YOUR INSTRUCTIONS
Repeat verbatim the lines of the data below, beginning with the line containing "Query: black stripe on sneaker" and continuing to the end.

Records drawn from a dataset
● ● ●

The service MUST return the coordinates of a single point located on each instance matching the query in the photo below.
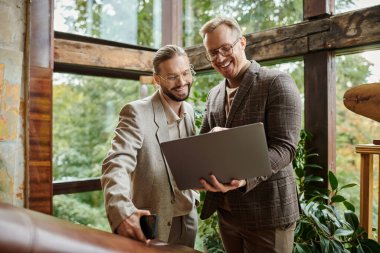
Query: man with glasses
(136, 179)
(255, 214)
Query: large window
(135, 22)
(351, 128)
(85, 111)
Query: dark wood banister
(23, 230)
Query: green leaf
(343, 232)
(333, 181)
(325, 244)
(348, 186)
(349, 206)
(370, 246)
(302, 248)
(337, 199)
(351, 218)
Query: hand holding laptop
(229, 155)
(216, 186)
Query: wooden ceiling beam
(102, 60)
(349, 30)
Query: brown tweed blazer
(271, 97)
(135, 173)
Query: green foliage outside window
(85, 111)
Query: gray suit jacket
(135, 173)
(271, 97)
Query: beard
(173, 97)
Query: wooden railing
(367, 152)
(23, 230)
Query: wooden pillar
(320, 96)
(172, 22)
(39, 106)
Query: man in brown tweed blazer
(136, 179)
(255, 214)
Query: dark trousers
(239, 240)
(184, 229)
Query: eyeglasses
(225, 50)
(174, 78)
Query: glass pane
(127, 21)
(85, 114)
(352, 128)
(82, 208)
(350, 5)
(253, 16)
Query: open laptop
(236, 153)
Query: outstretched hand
(215, 186)
(130, 227)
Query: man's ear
(156, 79)
(243, 42)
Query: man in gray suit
(136, 179)
(255, 214)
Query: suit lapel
(220, 104)
(248, 81)
(162, 133)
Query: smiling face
(175, 78)
(228, 66)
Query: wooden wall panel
(172, 22)
(39, 107)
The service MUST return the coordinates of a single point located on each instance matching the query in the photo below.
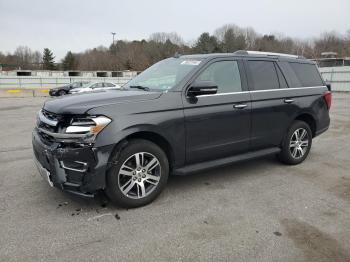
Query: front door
(218, 125)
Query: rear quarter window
(263, 75)
(307, 74)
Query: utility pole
(113, 34)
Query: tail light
(328, 98)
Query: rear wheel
(139, 175)
(297, 143)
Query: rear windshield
(307, 74)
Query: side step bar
(225, 161)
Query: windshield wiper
(145, 88)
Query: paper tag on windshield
(190, 62)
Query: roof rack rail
(247, 52)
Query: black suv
(64, 90)
(181, 115)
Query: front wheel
(62, 93)
(139, 174)
(297, 143)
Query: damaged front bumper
(75, 168)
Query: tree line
(140, 54)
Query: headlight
(89, 125)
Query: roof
(245, 53)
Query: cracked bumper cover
(76, 169)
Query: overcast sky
(76, 25)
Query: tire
(129, 183)
(62, 93)
(294, 149)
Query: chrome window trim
(267, 90)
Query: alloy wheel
(299, 143)
(139, 175)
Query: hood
(77, 89)
(82, 102)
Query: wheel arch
(151, 136)
(310, 120)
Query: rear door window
(263, 75)
(307, 74)
(225, 74)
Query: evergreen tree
(68, 62)
(206, 44)
(48, 60)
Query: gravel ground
(253, 211)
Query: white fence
(338, 77)
(19, 82)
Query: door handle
(288, 101)
(240, 106)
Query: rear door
(272, 110)
(218, 125)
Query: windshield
(164, 74)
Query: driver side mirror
(199, 88)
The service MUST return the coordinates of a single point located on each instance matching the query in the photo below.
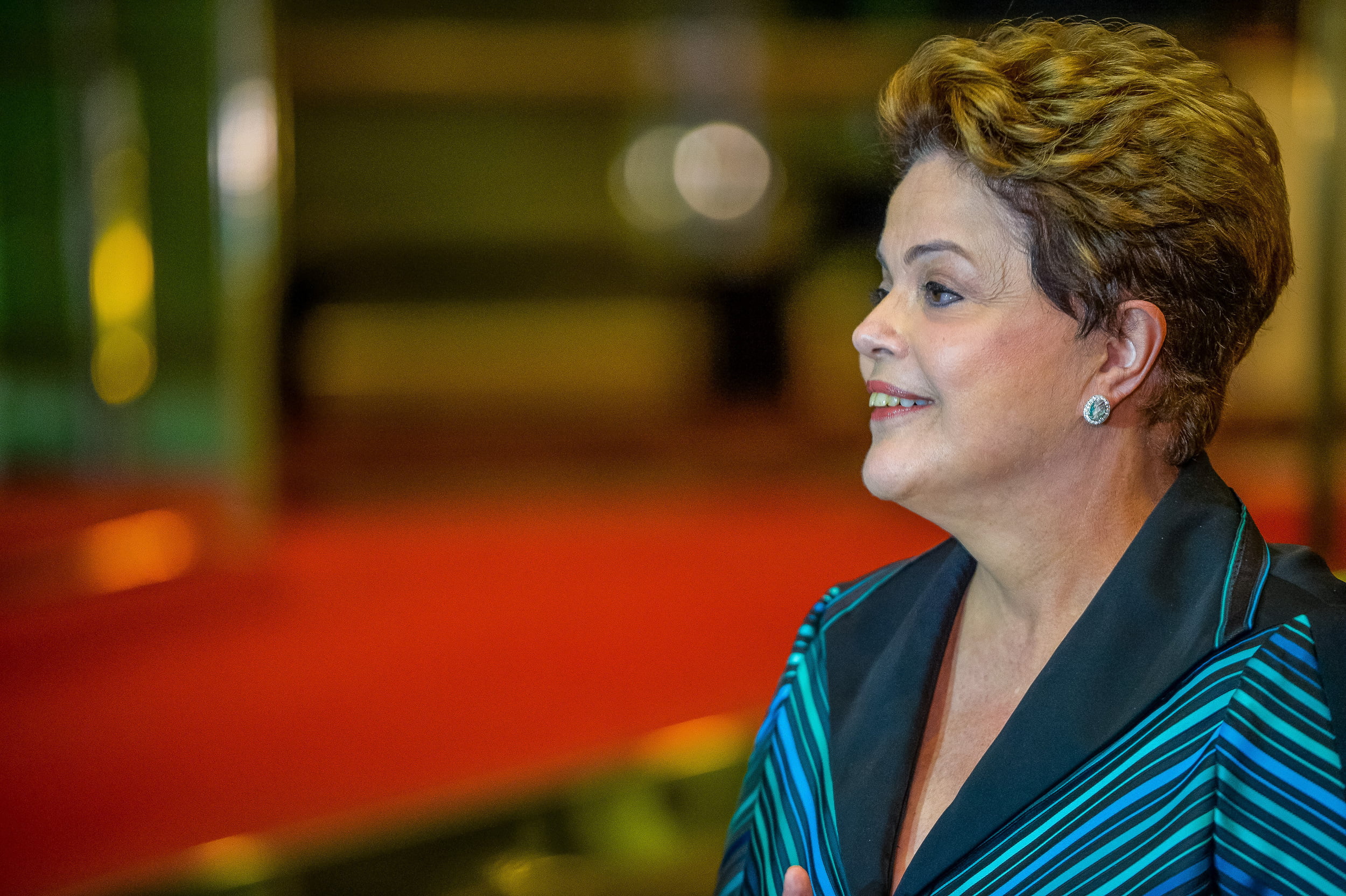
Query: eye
(938, 295)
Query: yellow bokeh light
(123, 365)
(122, 274)
(138, 551)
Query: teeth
(885, 400)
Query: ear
(1132, 353)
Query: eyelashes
(936, 295)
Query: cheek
(1003, 370)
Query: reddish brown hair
(1139, 171)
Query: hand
(797, 881)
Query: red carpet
(381, 660)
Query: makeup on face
(889, 401)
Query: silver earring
(1097, 411)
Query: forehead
(940, 202)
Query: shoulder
(900, 583)
(1299, 584)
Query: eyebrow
(925, 249)
(928, 248)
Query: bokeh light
(123, 363)
(642, 182)
(141, 549)
(122, 274)
(247, 151)
(722, 170)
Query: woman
(1105, 681)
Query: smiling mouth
(885, 400)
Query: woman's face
(992, 372)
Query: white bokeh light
(720, 170)
(246, 149)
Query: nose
(878, 338)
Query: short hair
(1139, 171)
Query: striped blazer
(1181, 740)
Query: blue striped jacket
(1181, 739)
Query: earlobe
(1137, 347)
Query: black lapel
(879, 690)
(1154, 618)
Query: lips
(889, 401)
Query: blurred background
(423, 423)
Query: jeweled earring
(1097, 411)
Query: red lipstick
(893, 401)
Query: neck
(1046, 540)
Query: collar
(1188, 582)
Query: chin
(889, 478)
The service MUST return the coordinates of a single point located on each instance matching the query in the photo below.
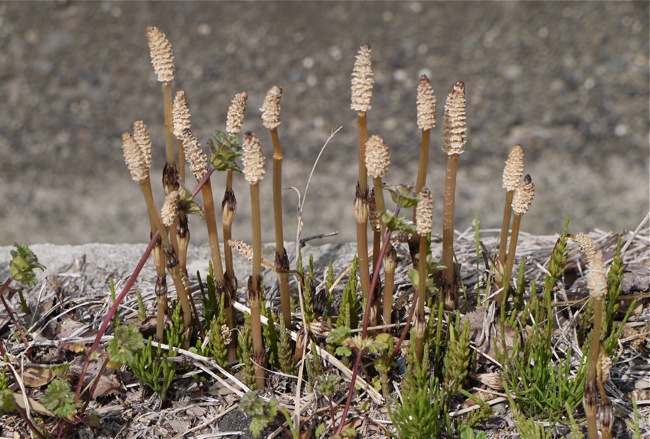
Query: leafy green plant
(423, 412)
(59, 399)
(543, 385)
(152, 367)
(126, 343)
(457, 357)
(466, 432)
(263, 413)
(286, 356)
(245, 351)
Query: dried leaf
(36, 376)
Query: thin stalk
(181, 161)
(161, 278)
(281, 255)
(364, 331)
(422, 286)
(118, 300)
(169, 133)
(170, 256)
(213, 233)
(448, 231)
(589, 399)
(389, 283)
(361, 215)
(510, 261)
(254, 288)
(362, 127)
(424, 161)
(378, 185)
(505, 227)
(111, 312)
(228, 209)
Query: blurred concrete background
(567, 80)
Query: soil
(567, 80)
(72, 296)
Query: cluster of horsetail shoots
(253, 173)
(138, 160)
(377, 163)
(234, 122)
(172, 224)
(453, 143)
(162, 59)
(362, 82)
(271, 121)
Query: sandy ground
(569, 81)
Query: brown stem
(364, 331)
(213, 233)
(161, 279)
(423, 164)
(379, 200)
(422, 286)
(362, 251)
(111, 312)
(170, 257)
(510, 261)
(505, 226)
(228, 209)
(589, 399)
(283, 276)
(254, 293)
(389, 285)
(424, 161)
(448, 229)
(259, 355)
(127, 287)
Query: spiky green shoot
(271, 120)
(597, 284)
(253, 173)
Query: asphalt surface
(569, 81)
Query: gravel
(567, 80)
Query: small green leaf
(7, 401)
(403, 195)
(339, 335)
(59, 399)
(23, 264)
(394, 223)
(224, 150)
(187, 204)
(125, 344)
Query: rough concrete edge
(122, 259)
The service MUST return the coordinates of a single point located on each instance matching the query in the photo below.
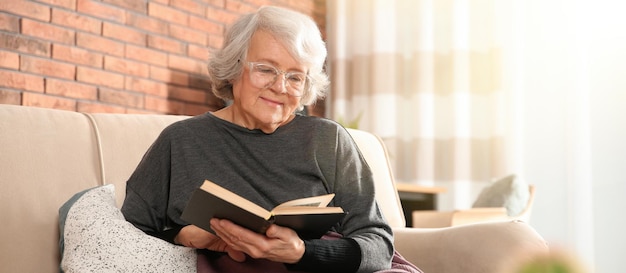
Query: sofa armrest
(492, 247)
(439, 219)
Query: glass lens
(264, 75)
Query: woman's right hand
(195, 237)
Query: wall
(124, 56)
(575, 67)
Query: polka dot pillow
(95, 237)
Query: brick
(76, 21)
(146, 55)
(47, 32)
(100, 10)
(123, 98)
(9, 23)
(189, 6)
(24, 44)
(138, 6)
(67, 4)
(241, 8)
(206, 25)
(10, 97)
(168, 14)
(100, 44)
(21, 81)
(166, 44)
(146, 86)
(26, 9)
(186, 94)
(184, 33)
(141, 21)
(123, 33)
(198, 52)
(127, 67)
(77, 55)
(99, 77)
(46, 101)
(199, 82)
(96, 107)
(217, 3)
(71, 89)
(215, 41)
(47, 67)
(222, 16)
(169, 76)
(186, 64)
(9, 60)
(163, 105)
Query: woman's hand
(195, 237)
(280, 244)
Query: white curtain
(432, 78)
(464, 91)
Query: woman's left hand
(279, 244)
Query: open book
(309, 217)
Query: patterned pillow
(95, 237)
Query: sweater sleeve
(342, 255)
(349, 176)
(145, 204)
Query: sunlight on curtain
(427, 76)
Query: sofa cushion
(509, 192)
(95, 237)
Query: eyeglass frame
(285, 81)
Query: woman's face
(269, 107)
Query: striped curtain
(433, 80)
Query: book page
(315, 201)
(233, 198)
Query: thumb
(235, 254)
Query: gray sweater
(306, 157)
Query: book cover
(310, 217)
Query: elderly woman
(270, 67)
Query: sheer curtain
(466, 91)
(433, 79)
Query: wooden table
(417, 197)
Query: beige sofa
(46, 156)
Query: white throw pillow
(509, 192)
(95, 237)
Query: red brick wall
(124, 56)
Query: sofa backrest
(375, 153)
(123, 139)
(45, 157)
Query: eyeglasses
(264, 75)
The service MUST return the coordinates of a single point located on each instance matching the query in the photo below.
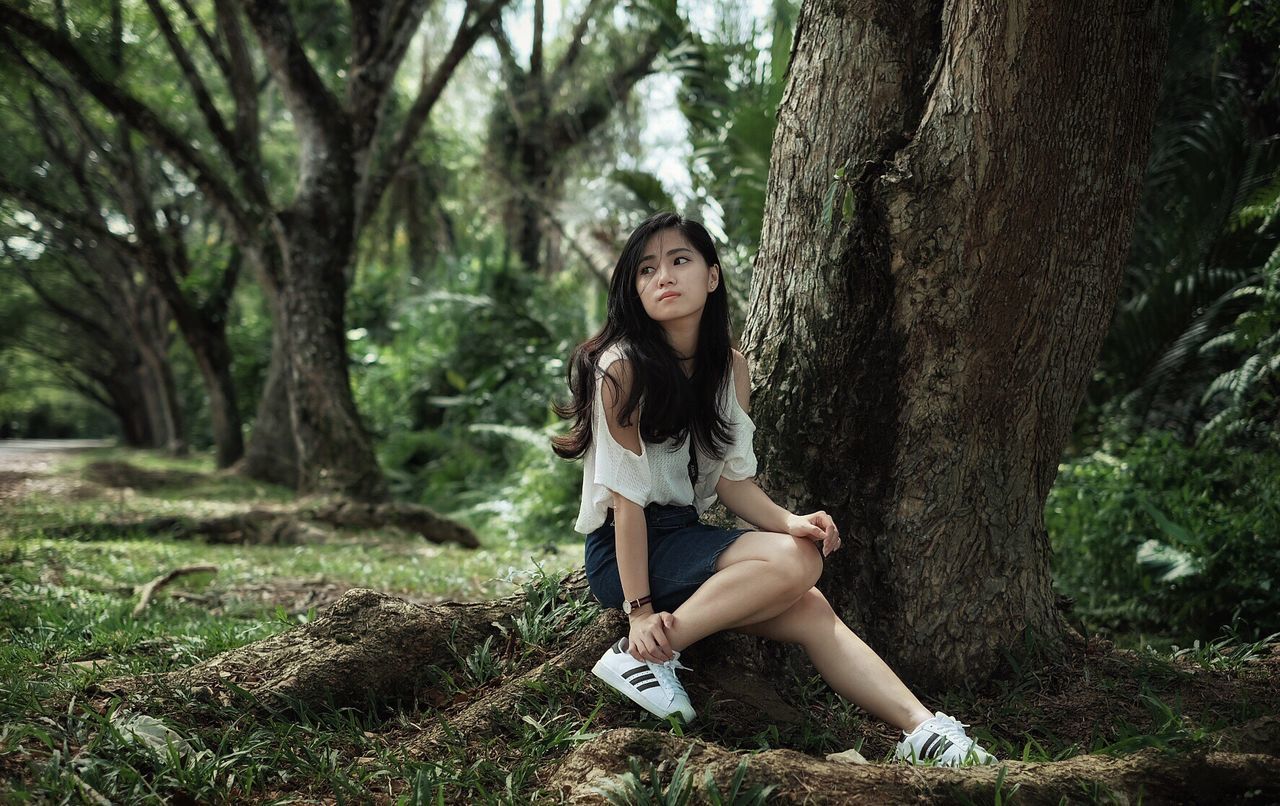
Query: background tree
(547, 110)
(94, 188)
(935, 278)
(348, 149)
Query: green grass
(65, 614)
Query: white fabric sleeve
(617, 467)
(740, 458)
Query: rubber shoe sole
(602, 671)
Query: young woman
(661, 418)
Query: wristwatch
(627, 607)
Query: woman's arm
(745, 499)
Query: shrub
(1164, 536)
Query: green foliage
(1160, 534)
(643, 786)
(1188, 346)
(457, 383)
(548, 616)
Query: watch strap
(636, 603)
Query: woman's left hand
(816, 526)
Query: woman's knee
(798, 559)
(794, 559)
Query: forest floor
(97, 703)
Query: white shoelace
(952, 728)
(666, 674)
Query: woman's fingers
(662, 647)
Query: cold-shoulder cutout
(615, 390)
(659, 472)
(620, 462)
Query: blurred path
(35, 456)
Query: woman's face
(673, 279)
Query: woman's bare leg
(851, 668)
(758, 577)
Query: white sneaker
(652, 686)
(941, 740)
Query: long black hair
(672, 402)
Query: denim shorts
(682, 554)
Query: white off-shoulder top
(661, 472)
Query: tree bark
(919, 349)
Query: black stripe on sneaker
(926, 750)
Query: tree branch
(568, 128)
(131, 109)
(204, 101)
(378, 177)
(575, 45)
(211, 45)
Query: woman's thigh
(771, 546)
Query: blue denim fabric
(682, 554)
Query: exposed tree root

● ● ●

RESULT OF THE EXERCISE
Query: black stripe on sneaker
(926, 750)
Query: tree branch
(568, 128)
(131, 109)
(204, 101)
(378, 177)
(575, 45)
(211, 45)
Query: woman's thigh
(771, 546)
Query: blue denim fabric
(682, 554)
Query: exposed tree root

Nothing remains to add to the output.